▶ Problem requirements
Please rewrite the listing below, swapping every "pin" for "mark" and leaving everything else the same.

▶ Data provided
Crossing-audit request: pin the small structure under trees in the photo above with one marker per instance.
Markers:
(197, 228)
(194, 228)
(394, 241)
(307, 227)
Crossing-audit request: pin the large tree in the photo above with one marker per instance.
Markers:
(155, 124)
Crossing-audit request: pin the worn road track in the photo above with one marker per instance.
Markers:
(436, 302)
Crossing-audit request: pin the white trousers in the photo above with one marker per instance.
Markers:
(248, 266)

▶ Exercise response
Crossing-audit request: mark the small structure under trees in the photo above with one marker per instance.
Markers:
(197, 228)
(194, 228)
(394, 241)
(307, 227)
Crossing-audit request: mark the large tree in the photo above with one marker per instance.
Markers:
(155, 124)
Crossing-audit request: mark the worn road track in the photo above with one marker per instance.
Markers:
(436, 302)
Crossing-audit request: mark the white trousers in the photo above with one marker per instance.
Markers:
(248, 266)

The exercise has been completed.